- _OBJECTIVE_: State how many lines in the data below contain the string "segment". Case counts; reply with the number alone.

** Start of DATASET EXTRACT **

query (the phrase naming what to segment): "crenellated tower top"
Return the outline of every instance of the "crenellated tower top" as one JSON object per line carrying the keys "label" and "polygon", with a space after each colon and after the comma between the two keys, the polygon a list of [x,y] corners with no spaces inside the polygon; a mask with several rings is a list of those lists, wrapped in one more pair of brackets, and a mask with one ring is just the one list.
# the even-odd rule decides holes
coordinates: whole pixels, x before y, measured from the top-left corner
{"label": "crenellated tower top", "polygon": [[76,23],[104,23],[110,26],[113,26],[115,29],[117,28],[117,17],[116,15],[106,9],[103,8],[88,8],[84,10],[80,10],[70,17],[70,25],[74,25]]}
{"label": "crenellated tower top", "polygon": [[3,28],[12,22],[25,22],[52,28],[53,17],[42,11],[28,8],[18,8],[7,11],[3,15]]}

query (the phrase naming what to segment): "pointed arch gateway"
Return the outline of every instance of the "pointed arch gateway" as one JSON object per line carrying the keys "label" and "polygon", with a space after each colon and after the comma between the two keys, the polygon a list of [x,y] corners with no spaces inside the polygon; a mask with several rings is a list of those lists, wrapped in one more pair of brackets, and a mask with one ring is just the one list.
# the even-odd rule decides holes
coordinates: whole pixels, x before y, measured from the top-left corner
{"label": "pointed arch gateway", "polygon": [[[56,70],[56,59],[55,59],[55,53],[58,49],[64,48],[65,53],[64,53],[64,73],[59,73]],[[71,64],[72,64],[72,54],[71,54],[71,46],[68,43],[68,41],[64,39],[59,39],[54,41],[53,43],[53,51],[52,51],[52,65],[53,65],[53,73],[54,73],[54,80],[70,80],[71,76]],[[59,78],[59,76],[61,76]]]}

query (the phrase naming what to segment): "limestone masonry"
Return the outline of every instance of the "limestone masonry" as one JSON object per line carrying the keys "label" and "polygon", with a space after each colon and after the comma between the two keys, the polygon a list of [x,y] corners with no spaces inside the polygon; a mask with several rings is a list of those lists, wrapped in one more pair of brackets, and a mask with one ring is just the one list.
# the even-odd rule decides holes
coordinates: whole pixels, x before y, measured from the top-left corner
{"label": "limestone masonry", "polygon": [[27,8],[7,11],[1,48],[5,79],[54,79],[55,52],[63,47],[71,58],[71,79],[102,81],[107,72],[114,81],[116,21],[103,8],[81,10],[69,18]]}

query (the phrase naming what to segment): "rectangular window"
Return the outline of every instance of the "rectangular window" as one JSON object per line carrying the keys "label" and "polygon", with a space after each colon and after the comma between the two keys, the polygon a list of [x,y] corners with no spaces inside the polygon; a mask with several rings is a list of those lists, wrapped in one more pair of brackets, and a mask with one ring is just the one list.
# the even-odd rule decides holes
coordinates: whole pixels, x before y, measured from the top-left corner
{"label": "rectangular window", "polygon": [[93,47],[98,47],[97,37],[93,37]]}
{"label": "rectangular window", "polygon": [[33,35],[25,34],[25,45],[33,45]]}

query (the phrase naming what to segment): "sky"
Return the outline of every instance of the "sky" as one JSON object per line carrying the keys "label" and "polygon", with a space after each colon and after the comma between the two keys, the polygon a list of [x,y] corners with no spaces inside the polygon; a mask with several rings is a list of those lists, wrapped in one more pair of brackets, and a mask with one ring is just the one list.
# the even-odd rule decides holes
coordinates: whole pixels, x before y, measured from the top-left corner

** End of DATASET EXTRACT **

- _RESPONSE TO THE TASK_: 5